• Text section
# I built my own trusses



## merle (Dec 18, 2007)

They look ok to me. Did you save much money by building your own trusses? If you take into account the time spent building them then how does it compare.?


----------



## nap (Dec 4, 2007)

they can be great money savers if you are where you can get a lot of cut offs of 2X. 

a couple things about home built:

they are not engineer certified so a building department may not accept them without an engineers cert.

along that same vein; what the plates are made of and how they are attached may present a problem with the building department as well.


----------



## Tom Struble (Dec 29, 2008)

and you proved what? exactly


----------



## nap (Dec 4, 2007)

tomstruble said:


> and you proved what? exactly


that he could do it.

Isn't that the basis of DIY?


----------



## handy man88 (Jan 23, 2007)

Is this per code?

I'm not sure whether those wood gussets will provide the long term structural stability that steel ones provide. I don't think I've ever seen a truss manufacturer use wood gussets. I would imagine wood gussets would be cheaper than steel, so if it's ok, then a truss manufacturer would also use nailed on gussets also (no need to buy steel, no need to buy huge presses, etc.).

I assume you used nails instead of screws to secure the gussets. How thick are the gussets?


----------



## Chriscr (Aug 11, 2010)

they used wood nailed gussets for over 100 years they use steel now cause it is way faster and the can have a control so all the trusses are alike......but I saved a couple hundred dollars it took time wise if I added it all together i would say 15 hours thats cutting all the wood then putting them altogether after.......I used 1/2 ply nails and screws and alot of glue


----------



## Chriscr (Aug 11, 2010)

All yeah and thanks Nap.........and I do not have to have anything inspected......the truss specs for the lengths were designed by a truss company.......


----------



## handy man88 (Jan 23, 2007)

I assume this isn't planned as a living space with the large door opening and since you didn't extend the trusses to allow soffits to be installed for better heat exhaust.


----------



## Chriscr (Aug 11, 2010)

its a garage and theres 8" topcord overhang


----------



## Chriscr (Aug 11, 2010)

yeah sorry the pics kinda blurred but there will be soffit all around


----------



## handy man88 (Jan 23, 2007)

Chriscr said:


> yeah sorry the pics kinda blurred but there will be soffit all around


Why didn't you make the opening big enough for two vehicles to drive straight in?


----------



## Michael Thomas (Jan 27, 2008)

• Brief 1
In the truss thread, why might a building department refuse to accept home-built trusses?

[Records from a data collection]

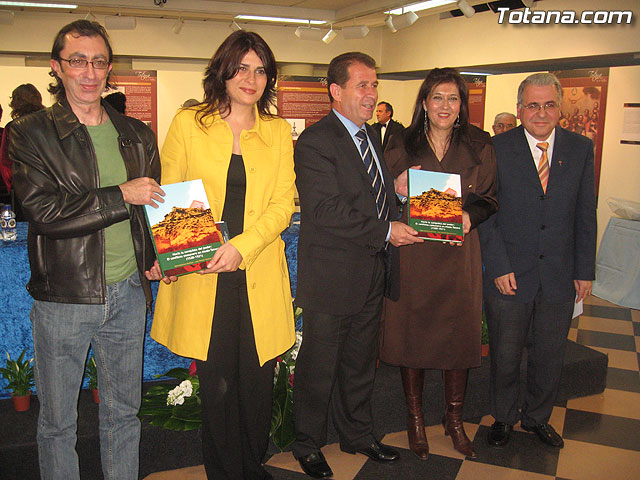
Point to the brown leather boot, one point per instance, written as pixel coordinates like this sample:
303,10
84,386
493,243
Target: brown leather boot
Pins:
455,383
413,382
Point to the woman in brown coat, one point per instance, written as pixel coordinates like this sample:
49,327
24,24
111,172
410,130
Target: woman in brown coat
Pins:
436,322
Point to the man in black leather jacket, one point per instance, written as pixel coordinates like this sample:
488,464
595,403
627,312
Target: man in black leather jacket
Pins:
82,172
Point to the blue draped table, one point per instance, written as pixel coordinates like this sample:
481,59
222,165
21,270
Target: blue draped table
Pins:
15,305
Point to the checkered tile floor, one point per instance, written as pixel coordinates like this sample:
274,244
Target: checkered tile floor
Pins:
601,432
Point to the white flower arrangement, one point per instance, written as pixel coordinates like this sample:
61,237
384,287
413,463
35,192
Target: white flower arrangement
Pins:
178,394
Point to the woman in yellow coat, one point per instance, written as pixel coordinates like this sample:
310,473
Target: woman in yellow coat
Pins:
236,316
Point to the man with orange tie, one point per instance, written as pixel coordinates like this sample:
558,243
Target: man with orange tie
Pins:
539,257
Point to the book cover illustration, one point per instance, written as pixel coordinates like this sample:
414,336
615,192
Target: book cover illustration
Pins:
435,205
185,234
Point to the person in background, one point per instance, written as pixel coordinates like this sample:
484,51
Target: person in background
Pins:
436,322
503,122
82,172
190,102
5,197
235,316
539,258
348,213
117,100
25,99
386,126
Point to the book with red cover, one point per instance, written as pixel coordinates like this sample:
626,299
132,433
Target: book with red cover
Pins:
184,233
435,205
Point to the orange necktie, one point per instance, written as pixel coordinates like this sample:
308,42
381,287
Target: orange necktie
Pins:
543,166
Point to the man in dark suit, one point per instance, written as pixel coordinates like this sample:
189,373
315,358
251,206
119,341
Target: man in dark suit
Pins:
539,257
386,126
347,203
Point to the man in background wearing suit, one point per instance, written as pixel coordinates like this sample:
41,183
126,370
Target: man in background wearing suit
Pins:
386,125
539,257
347,204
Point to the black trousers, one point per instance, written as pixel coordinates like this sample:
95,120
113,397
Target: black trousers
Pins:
335,371
235,391
542,329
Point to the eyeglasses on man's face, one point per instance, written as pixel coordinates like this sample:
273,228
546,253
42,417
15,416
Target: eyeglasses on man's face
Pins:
536,107
83,62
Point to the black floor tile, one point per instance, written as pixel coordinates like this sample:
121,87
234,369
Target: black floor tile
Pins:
409,467
475,420
617,313
622,379
523,452
282,474
607,340
602,429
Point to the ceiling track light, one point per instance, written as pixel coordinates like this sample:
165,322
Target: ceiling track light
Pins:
118,22
6,17
308,33
177,27
467,10
398,22
358,31
330,36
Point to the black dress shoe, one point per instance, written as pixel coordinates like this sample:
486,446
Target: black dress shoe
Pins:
546,434
499,434
315,465
376,451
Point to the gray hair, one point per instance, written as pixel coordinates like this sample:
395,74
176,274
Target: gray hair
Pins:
495,120
540,80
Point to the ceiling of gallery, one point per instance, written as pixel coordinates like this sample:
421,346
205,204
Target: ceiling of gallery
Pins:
339,13
325,15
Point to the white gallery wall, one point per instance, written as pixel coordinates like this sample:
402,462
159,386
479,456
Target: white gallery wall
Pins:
430,42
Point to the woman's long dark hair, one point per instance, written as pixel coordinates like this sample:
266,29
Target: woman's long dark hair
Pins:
415,134
224,66
25,99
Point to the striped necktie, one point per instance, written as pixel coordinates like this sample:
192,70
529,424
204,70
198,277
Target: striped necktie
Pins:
379,193
543,166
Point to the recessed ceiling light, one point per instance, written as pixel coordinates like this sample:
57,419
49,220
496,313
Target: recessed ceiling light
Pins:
36,5
280,19
417,7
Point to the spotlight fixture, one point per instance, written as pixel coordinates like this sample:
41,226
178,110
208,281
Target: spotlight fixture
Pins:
465,8
6,17
117,22
65,6
177,27
398,22
351,33
330,36
308,33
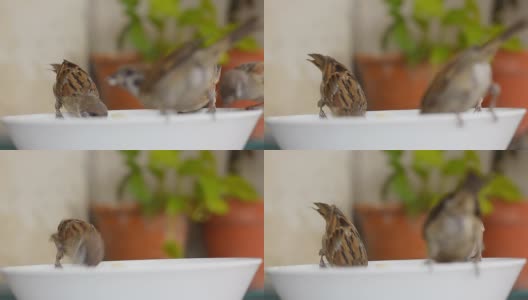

• Brief 2
Which lines of the listing contain the word "dress"? Show each of them.

• Task output 1
Home-built trusses are not engineer certified, so a building department may not accept them without an engineer's certification. What the plates are made of and how they are attached could also be a problem with the building department.

• Task output 2
Point to the black dress shoe, one point per instance, written as pixel coordinates like this sample:
Target: black dress shoe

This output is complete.